Rewrite the records below with every occurrence of "in this photo" changed to "in this image" and everything else left as it is. Omit the pictures from your answer.

Records from a collection:

━━━━━━━━━━━━━━━━━━━━━━━━━━━━━━

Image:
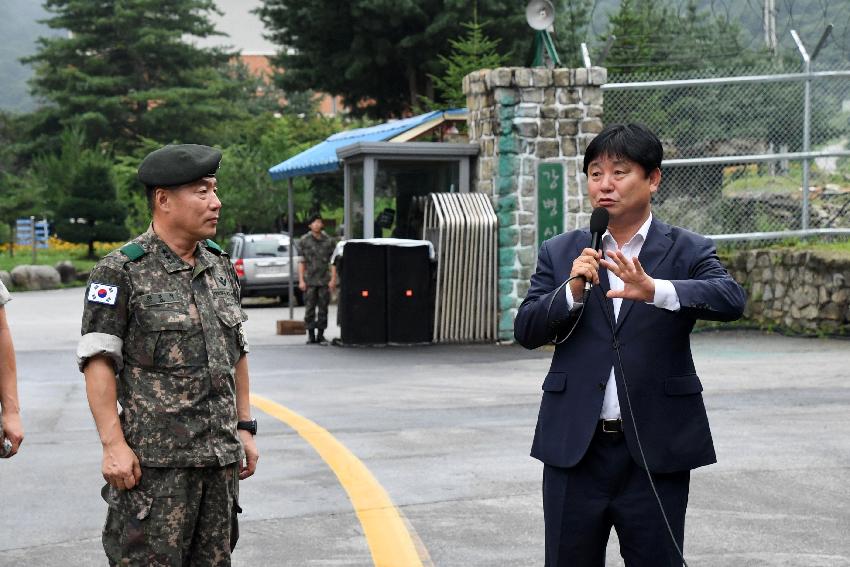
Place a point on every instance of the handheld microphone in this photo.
(598, 226)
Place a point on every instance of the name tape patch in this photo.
(102, 293)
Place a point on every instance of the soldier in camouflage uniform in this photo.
(316, 278)
(162, 335)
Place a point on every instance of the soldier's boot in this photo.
(320, 337)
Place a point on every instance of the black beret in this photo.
(177, 164)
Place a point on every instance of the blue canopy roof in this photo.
(322, 157)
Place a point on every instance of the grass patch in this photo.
(58, 251)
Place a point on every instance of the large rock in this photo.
(67, 271)
(36, 277)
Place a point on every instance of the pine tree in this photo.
(475, 51)
(125, 70)
(91, 213)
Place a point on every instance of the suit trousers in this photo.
(607, 488)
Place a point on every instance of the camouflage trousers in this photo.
(316, 300)
(175, 517)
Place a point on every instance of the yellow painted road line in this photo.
(389, 541)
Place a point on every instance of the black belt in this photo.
(610, 425)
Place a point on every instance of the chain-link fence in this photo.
(736, 150)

━━━━━━━━━━━━━━━━━━━━━━━━━━━━━━

### RESULT FOR THIS TASK
Image:
Place a point on every instance of the handheld microphone in this image.
(598, 226)
Place a point on every instance of the name tape patch in this image.
(102, 293)
Place a point on every instance of the soldier in camouflage uniform in this image.
(316, 278)
(162, 335)
Place a point on every instance of the soldier's boot in this image.
(320, 337)
Place a point on every instance of the black beret in this image.
(177, 164)
Place a point on every instance of the blue canopy roof in this image.
(322, 157)
Place a point on every instance of the grass patch in this image.
(58, 251)
Place a point on every instance of the large rock in this image.
(67, 271)
(36, 277)
Place a point on every instance of the pine tree in this image.
(475, 51)
(125, 70)
(91, 213)
Place a point on every instance of the suit trousers in this image.
(607, 488)
Place a point on every instance of the camouflage trousers in this image.
(316, 300)
(175, 517)
Place a point on every instance of the yellow painted road line in this image.
(389, 541)
Place a point on every instance of the black belt in this image.
(610, 425)
Place a point on every instance of the chain-link fence in this image.
(736, 150)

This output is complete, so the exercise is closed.